# AIM OF THE EXERCISE
Transcribe verbatim every line from the line containing "negative clicks: (48, 78) (70, 391)" to the end of the entries, including both endpoints. Output nothing beyond those lines.

:: EXERCISE MATERIAL

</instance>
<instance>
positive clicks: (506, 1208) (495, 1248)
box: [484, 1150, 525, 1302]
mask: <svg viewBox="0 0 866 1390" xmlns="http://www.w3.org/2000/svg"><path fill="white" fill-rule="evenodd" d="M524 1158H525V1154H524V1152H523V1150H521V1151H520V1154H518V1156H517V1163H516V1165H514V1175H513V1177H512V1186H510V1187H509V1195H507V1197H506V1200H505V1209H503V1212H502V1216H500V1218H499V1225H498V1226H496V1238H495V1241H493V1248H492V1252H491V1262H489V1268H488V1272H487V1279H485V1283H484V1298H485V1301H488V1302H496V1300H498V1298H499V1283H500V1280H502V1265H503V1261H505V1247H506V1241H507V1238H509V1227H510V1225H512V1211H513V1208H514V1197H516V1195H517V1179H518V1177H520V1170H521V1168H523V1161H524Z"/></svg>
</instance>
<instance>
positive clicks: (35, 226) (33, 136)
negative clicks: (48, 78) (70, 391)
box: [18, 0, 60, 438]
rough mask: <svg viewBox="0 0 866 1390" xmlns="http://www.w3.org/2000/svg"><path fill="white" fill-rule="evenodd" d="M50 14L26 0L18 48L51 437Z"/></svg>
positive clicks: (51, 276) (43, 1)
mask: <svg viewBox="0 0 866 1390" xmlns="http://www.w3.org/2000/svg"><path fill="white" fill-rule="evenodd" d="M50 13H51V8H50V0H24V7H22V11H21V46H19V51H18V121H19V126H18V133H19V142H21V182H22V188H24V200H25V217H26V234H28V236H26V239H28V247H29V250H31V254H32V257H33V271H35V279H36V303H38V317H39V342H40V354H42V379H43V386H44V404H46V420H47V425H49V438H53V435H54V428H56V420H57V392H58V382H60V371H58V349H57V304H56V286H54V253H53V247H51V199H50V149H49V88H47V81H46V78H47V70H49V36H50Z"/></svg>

::::

# RESPONSE
negative clicks: (48, 78) (70, 391)
box: [18, 0, 60, 438]
rough mask: <svg viewBox="0 0 866 1390" xmlns="http://www.w3.org/2000/svg"><path fill="white" fill-rule="evenodd" d="M50 14L26 0L18 48L51 437Z"/></svg>
positive clicks: (51, 276) (43, 1)
mask: <svg viewBox="0 0 866 1390" xmlns="http://www.w3.org/2000/svg"><path fill="white" fill-rule="evenodd" d="M50 13H51V8H50V0H24V7H22V11H21V46H19V51H18V121H19V126H18V133H19V142H21V182H22V188H24V200H25V217H26V234H28V236H26V239H28V247H29V250H31V254H32V257H33V271H35V279H36V303H38V317H39V342H40V354H42V379H43V386H44V404H46V420H47V425H49V438H53V435H54V428H56V420H57V392H58V382H60V371H58V349H57V304H56V286H54V253H53V247H51V199H50V149H49V88H47V81H46V78H47V70H49V36H50Z"/></svg>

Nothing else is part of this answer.